───── Document segment

Another group of reactions grieved the expected increase of civilian suffering. For example, Mines Action Canada labelled APLs as a “weapon of choice for those like Russia and ISIS, who want to terrorize civilians.” The Mines Advisory Group was more reserved, acknowledging “the extremely difficult situations faced by Ukraine and, to a different degree, others such as Baltic states” in the face of the Russian aggression. Nevertheless, the group stated that leaving the Ottawa Convention would undermine the legal framework and “play into the hands precisely of those malign actors who have long worked to undermine shared protections and who ignore international law.” The Geneva International Centre for Humanitarian Demining expressed virtually the same position.

These statements are far from purely legal in nature. Therefore, before jumping to legal questions, we shall briefly touch upon some political and factual claims that make up the bulk of the criticism.

A Policy of Common Sense

Responding to the “political game” argument, it would be pointless to deny that the actions of the President, of the MFA, and of the NSDC are political. These are exactly the bodies charged with the direction of the State’s international and defense policies. Under Article 106 of the Constitution of Ukraine, the core functions of the President of Ukraine are to ensure the State’s national security and to represent the State in international relations.

──────────

▸ **Set tasks**:
[1] Answer these questions from the passage on leaving the Ottawa Convention:
(a) According to Mines Action Canada, APLs are a weapon of choice for whom?
(b) Which organization expressed virtually the same position as the Mines Advisory Group?
(c) Under which article of the Constitution of Ukraine are the President's core functions set out?
[2] Pick up the passage on leaving the Ottawa Convention and continue it past its final sentence.

───── Dataset rows

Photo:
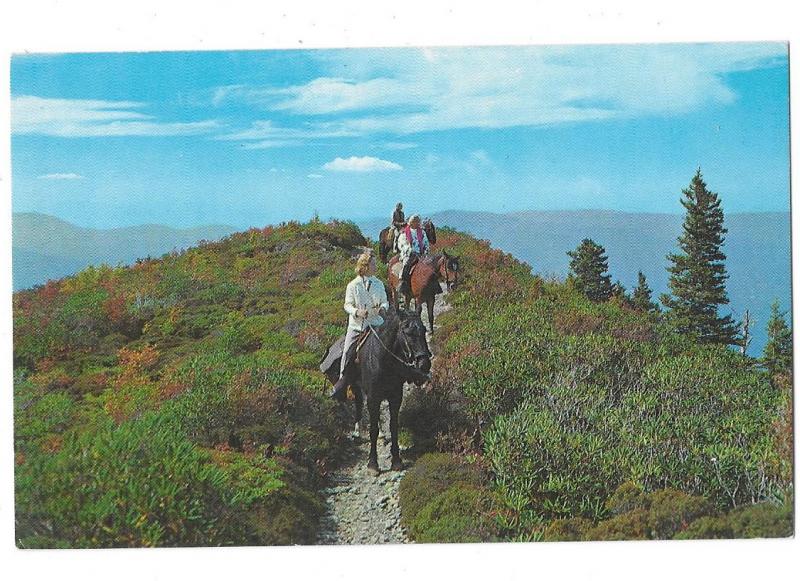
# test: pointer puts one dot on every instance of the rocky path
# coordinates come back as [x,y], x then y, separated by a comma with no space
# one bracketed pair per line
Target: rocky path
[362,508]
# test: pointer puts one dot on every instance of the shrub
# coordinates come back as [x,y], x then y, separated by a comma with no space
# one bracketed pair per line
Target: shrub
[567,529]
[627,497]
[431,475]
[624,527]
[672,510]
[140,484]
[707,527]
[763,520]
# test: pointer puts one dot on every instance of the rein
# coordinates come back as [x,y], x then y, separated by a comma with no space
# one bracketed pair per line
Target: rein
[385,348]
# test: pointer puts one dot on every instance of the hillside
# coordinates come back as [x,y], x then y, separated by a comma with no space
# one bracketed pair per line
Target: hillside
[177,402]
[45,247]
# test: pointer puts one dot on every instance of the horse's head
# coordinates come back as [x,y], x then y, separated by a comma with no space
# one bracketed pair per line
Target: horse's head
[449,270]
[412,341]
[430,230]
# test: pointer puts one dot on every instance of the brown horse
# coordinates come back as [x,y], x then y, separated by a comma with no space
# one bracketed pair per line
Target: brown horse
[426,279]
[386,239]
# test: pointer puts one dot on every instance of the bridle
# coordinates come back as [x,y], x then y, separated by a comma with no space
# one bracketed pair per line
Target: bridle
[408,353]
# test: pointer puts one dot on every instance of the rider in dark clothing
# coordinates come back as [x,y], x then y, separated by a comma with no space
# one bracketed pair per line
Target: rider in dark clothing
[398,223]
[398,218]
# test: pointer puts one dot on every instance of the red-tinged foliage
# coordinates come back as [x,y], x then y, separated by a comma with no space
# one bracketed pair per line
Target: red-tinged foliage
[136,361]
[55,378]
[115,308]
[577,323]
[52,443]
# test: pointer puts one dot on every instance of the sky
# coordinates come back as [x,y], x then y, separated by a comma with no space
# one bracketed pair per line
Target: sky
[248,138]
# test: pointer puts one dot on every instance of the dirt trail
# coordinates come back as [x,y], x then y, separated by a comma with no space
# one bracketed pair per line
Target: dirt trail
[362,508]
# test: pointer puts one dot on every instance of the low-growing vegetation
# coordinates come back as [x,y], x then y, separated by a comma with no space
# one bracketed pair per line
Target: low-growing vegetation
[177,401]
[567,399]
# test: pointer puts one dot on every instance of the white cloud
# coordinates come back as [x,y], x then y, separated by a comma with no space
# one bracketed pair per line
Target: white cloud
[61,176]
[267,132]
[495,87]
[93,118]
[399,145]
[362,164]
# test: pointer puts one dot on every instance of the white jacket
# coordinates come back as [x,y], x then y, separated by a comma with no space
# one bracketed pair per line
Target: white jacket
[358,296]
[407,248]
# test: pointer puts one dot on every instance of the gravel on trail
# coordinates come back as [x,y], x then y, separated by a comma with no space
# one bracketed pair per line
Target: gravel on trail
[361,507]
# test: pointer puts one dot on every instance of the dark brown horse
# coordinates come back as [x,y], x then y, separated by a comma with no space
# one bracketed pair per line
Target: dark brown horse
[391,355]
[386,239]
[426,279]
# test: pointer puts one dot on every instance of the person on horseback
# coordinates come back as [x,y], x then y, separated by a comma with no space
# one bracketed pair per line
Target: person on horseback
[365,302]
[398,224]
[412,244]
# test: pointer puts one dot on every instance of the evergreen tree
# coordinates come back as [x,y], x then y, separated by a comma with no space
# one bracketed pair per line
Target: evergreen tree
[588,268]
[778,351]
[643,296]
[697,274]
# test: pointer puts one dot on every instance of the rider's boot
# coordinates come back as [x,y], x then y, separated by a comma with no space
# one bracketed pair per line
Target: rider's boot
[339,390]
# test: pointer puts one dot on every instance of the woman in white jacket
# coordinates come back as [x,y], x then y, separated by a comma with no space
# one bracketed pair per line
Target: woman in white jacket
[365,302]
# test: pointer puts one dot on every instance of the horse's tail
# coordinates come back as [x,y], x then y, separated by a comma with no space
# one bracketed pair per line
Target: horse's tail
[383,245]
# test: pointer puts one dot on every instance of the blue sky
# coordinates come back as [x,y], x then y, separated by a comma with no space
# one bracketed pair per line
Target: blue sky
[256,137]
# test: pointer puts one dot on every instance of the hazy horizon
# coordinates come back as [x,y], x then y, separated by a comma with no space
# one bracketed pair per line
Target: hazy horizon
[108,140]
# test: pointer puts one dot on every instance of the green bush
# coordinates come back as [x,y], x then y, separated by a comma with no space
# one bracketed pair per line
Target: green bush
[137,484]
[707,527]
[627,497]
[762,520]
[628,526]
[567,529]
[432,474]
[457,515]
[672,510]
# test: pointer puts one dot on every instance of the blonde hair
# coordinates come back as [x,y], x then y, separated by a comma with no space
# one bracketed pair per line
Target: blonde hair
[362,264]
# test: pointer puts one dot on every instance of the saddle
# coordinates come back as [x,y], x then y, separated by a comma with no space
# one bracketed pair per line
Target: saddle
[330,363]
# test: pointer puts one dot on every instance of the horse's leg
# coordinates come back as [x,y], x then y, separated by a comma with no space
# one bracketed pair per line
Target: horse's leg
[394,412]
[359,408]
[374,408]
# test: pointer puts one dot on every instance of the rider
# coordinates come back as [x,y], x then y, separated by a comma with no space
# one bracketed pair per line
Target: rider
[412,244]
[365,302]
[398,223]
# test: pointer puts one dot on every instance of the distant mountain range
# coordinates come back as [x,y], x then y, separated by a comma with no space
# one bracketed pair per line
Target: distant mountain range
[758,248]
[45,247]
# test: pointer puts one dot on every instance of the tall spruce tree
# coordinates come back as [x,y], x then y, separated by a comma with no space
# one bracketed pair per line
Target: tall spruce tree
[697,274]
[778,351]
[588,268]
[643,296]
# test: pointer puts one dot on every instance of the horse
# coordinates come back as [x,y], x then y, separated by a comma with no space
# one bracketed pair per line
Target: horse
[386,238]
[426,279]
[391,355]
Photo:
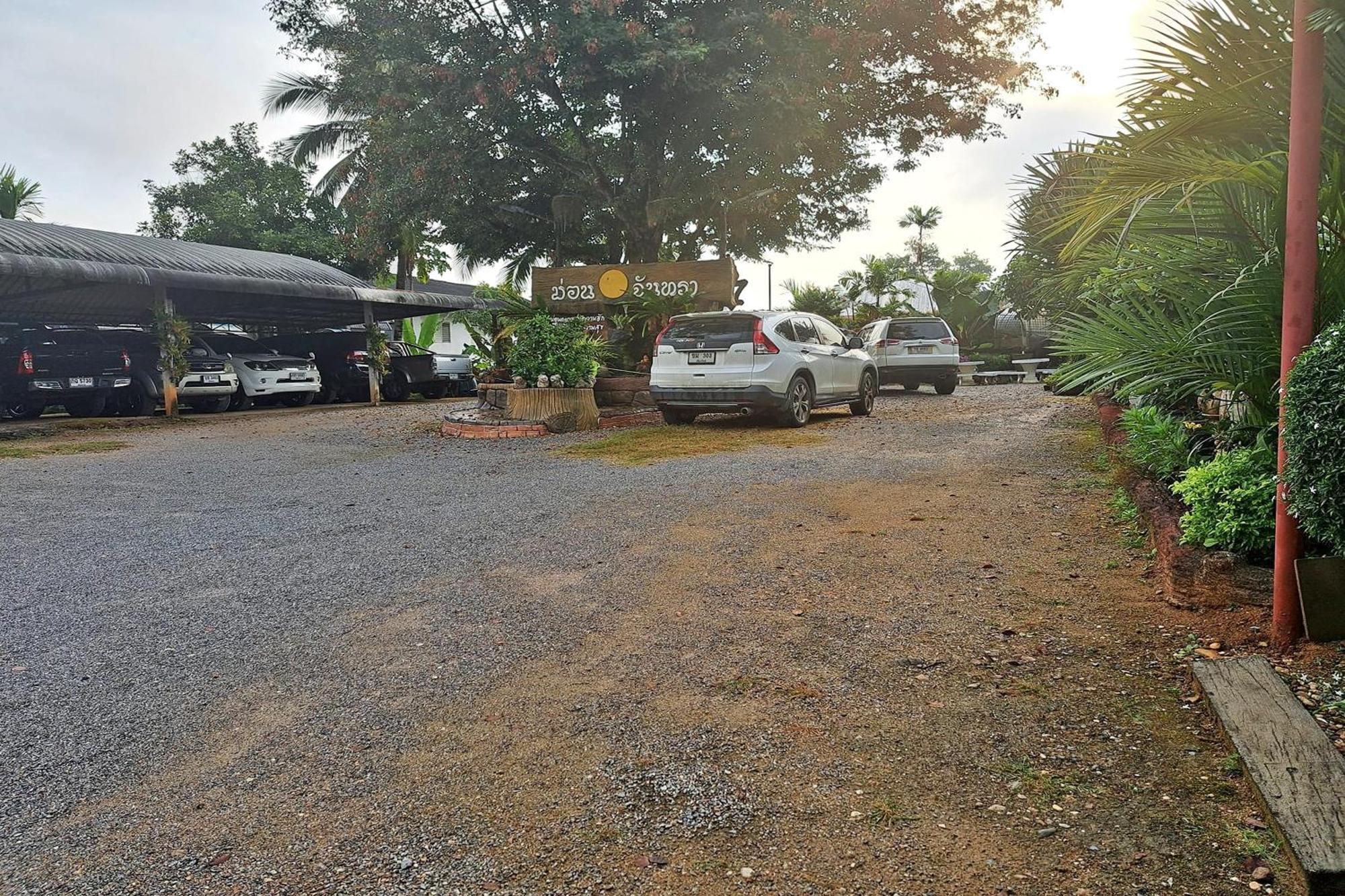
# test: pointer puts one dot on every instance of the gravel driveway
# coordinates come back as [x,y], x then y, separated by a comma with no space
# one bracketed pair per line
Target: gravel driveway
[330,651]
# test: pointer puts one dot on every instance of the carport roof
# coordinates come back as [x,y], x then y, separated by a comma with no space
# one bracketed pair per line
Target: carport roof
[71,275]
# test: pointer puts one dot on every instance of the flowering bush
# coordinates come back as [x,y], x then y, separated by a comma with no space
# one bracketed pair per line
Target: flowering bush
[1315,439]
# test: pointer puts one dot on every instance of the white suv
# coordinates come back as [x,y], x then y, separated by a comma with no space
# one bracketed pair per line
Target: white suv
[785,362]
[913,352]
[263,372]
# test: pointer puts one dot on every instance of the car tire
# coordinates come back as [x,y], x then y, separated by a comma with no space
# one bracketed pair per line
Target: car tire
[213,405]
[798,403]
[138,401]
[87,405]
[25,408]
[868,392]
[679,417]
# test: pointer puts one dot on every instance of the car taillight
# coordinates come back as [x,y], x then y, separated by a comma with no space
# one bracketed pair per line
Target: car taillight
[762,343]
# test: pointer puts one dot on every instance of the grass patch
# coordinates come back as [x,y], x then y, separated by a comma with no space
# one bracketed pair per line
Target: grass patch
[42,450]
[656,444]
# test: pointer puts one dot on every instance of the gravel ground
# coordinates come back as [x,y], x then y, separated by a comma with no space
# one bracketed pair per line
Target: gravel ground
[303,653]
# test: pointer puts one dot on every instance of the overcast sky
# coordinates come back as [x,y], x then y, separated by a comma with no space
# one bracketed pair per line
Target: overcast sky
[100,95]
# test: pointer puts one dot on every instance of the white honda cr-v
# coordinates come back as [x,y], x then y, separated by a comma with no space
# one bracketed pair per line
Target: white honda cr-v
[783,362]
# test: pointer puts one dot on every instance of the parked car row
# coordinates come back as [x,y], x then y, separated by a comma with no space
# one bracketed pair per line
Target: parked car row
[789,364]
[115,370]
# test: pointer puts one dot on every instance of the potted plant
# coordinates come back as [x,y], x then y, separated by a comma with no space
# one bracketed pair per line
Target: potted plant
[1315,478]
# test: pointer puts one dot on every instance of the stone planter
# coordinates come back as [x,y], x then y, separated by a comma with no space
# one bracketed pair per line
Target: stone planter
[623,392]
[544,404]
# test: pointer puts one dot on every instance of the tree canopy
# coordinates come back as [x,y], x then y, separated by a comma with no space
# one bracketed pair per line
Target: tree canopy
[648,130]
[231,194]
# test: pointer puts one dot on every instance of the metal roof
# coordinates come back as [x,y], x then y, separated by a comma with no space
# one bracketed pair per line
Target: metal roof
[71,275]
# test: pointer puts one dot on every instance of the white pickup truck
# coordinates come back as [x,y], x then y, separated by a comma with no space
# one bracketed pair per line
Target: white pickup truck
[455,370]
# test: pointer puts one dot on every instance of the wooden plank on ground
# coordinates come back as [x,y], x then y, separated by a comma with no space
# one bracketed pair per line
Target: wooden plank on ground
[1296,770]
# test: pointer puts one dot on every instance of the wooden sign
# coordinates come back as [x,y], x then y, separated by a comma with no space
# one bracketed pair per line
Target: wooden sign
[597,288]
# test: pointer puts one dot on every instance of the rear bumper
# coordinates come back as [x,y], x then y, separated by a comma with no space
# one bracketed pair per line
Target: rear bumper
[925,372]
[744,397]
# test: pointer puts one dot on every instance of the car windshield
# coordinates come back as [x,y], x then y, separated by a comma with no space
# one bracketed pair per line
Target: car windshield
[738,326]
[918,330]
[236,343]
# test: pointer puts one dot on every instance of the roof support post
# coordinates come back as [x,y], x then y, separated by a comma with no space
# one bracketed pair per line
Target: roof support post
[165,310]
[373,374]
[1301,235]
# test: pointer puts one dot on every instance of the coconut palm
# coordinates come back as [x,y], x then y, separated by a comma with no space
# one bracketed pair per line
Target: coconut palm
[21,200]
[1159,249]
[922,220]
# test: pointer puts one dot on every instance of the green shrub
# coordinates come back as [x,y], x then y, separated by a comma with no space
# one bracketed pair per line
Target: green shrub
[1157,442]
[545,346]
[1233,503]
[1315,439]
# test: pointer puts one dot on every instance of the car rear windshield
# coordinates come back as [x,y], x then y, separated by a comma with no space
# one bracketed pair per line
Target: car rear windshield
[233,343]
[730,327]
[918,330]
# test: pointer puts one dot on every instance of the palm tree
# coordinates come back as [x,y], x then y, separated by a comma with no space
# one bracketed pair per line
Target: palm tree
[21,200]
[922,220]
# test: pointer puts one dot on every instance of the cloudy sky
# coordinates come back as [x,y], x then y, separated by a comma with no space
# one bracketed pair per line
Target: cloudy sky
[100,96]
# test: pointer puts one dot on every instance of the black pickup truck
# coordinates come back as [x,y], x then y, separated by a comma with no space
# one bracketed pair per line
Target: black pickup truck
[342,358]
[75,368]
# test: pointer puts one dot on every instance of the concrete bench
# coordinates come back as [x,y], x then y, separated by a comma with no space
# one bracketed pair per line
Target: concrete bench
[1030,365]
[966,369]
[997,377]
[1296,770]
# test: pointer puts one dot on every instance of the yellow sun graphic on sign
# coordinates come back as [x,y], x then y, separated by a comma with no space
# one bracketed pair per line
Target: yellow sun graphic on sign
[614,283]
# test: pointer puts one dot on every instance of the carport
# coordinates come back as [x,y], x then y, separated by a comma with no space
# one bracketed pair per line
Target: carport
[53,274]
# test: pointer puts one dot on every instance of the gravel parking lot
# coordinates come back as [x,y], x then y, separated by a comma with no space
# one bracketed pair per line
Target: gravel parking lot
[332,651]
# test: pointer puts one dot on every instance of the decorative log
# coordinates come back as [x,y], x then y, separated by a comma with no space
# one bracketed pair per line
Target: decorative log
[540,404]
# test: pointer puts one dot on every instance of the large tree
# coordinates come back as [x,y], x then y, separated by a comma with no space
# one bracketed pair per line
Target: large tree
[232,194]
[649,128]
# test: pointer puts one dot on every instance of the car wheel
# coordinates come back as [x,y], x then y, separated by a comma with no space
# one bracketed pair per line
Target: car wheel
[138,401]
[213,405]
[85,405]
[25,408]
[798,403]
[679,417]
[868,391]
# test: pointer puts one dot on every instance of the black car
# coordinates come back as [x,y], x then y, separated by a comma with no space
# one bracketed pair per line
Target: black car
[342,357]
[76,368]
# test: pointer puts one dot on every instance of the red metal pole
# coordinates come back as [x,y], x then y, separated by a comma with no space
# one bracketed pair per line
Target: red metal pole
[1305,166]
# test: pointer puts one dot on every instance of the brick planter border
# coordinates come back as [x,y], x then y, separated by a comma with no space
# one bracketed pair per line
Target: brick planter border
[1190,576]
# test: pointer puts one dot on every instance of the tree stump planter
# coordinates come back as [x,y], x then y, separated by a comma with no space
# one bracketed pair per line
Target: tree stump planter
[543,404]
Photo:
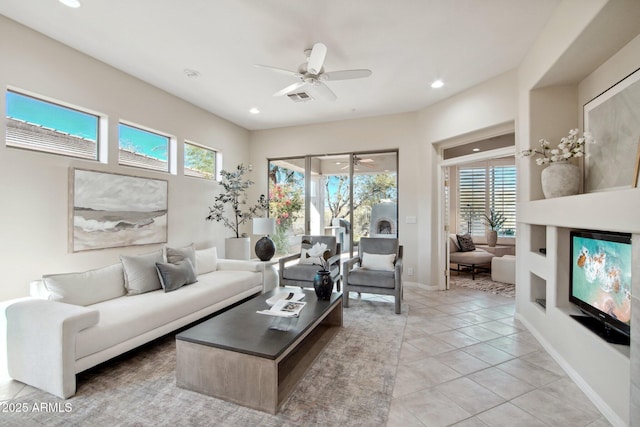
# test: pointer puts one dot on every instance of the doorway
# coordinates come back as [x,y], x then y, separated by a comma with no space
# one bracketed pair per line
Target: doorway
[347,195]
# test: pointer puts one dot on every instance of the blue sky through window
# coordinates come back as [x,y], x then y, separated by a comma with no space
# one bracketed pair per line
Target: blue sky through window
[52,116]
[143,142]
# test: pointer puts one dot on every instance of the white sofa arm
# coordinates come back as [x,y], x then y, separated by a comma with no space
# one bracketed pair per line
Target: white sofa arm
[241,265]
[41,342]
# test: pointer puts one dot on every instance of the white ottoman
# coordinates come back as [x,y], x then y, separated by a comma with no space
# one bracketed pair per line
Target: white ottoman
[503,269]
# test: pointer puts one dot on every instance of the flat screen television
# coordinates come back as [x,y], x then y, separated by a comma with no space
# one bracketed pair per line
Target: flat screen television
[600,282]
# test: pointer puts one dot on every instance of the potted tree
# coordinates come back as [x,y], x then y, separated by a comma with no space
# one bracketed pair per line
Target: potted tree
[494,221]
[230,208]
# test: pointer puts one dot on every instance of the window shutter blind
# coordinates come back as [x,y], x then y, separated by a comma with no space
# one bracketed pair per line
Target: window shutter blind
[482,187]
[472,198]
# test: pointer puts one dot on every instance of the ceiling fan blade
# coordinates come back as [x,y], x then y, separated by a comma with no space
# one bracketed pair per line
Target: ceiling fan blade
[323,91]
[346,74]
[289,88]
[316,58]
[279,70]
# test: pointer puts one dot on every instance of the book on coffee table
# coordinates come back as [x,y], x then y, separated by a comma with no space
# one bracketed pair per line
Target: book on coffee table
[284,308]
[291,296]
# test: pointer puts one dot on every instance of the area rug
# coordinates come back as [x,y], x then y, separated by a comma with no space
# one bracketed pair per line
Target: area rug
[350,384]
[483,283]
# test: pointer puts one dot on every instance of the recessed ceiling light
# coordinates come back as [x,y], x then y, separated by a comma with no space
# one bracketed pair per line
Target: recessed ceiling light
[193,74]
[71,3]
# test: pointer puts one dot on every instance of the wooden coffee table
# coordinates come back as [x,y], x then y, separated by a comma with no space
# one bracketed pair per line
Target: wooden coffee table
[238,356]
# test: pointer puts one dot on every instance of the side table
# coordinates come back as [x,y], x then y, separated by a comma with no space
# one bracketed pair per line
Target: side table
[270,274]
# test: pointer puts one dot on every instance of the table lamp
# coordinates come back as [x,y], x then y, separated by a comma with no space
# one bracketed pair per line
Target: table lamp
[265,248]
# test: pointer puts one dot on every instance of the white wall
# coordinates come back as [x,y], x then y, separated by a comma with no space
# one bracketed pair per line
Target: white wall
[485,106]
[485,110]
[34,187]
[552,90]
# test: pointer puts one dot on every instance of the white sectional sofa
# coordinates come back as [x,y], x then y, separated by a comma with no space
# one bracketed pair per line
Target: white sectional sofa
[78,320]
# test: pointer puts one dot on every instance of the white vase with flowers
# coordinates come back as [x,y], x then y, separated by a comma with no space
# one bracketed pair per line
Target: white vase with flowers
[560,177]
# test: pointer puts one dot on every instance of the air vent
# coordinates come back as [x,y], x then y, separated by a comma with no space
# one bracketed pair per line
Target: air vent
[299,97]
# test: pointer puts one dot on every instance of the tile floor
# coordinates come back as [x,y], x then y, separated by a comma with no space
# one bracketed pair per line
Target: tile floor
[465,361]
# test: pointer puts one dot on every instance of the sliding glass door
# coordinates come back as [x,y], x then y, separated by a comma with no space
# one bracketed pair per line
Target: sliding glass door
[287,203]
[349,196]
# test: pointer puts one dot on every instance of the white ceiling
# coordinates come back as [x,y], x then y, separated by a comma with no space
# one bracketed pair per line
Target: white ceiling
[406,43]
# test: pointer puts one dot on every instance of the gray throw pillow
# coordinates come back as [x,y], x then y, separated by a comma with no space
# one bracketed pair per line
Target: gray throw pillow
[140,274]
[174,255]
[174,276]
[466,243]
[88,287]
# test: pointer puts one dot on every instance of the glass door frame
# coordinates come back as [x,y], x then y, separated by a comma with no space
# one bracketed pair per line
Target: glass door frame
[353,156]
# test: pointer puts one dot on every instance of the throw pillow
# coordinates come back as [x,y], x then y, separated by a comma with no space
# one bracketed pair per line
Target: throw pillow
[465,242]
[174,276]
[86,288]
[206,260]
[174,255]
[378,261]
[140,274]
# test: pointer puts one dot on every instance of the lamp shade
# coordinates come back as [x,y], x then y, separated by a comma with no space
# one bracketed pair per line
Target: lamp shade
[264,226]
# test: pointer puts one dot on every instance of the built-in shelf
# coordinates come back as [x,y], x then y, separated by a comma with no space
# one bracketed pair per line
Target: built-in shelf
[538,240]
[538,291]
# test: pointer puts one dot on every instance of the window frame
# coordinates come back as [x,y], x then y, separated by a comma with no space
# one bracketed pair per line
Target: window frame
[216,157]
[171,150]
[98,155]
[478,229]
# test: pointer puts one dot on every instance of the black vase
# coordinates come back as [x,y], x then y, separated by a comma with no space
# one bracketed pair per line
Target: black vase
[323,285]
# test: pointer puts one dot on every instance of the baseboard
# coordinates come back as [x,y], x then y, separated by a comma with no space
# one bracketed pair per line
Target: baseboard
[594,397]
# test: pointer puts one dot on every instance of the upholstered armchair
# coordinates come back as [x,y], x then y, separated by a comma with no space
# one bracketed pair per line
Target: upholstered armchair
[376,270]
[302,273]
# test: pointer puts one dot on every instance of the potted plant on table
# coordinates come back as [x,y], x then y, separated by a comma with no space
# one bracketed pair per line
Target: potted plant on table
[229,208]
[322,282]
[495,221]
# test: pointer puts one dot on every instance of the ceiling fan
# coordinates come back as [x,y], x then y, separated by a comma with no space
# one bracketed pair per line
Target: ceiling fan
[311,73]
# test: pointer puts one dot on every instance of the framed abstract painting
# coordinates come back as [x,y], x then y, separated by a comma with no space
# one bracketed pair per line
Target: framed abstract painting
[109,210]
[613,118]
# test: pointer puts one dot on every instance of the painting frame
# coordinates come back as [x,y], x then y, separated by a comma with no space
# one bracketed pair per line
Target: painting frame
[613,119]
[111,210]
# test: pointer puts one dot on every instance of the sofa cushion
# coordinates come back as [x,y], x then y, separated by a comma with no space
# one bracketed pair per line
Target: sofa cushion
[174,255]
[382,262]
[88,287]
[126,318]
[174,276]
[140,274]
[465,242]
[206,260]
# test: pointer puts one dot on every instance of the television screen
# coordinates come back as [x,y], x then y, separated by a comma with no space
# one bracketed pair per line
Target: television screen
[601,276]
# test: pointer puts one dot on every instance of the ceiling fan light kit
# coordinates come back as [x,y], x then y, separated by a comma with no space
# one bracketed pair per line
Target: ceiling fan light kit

──────────

▸ **Answers in order**:
[1]
(a) Those like Russia and ISIS, who want to terrorize civilians.
(b) The Geneva International Centre for Humanitarian Demining.
(c) Article 106.

[2]
However, under Article 9 of the same Constitution, international treaties are a part of Ukraine’s domestic legislation. The Constitution does not grant the President a magic cloak to “politically cover” violations of law. His power is to order the government to draft a bill and to submit it to the Parliament. It is the Parliament that turns the political proposal into a law. Support from 299 members of Parliament out of 334 present, with no abstentions or objections from any party, including the opposition, clearly indicates strong backing for the decision to suspend the Ottawa Convention. In subsequent weeks, there were hardly any notable opposing voices in Ukraine. Therefore, the question is not why officials initiated the process of leaving Ottawa, but why there is such a unilateral national consensus on the matter.

The most obvious reason is that an absolute majority of Ukrainians did not read international reports describing why APLs are bad weapons, but instead closely followed news about the stagnated Ukrainian offensive deterred by a myriad of Russian mines. They also see how many Ukrainian veterans lost limbs to antipersonnel mines. Therefore, the mantra that APLs are ineffective simply rings hollow to Ukrainian ears.

As for the protection of civilians, Ukrainians have first-hand experience living in the most mined country in the world, and they understand the civilian toll of mining more than anyone. However, they also understand the price of the alternative explained in the MFA statement: “in the light of the overriding priority to defend our states from brutal Russian aggression to protect our land from occupation, and our people from horrific Russian atrocities, Ukraine has made a difficult but necessary political decision.” This decision is a result of a choice between stopping the enemy at a certain cost or letting the enemy advance in the knowledge that any territory where the enemy will appear will be crammed with APLs without any control or recording, and there will be no convention to prevent this. If this choice is political, this is a policy of elementary common sense.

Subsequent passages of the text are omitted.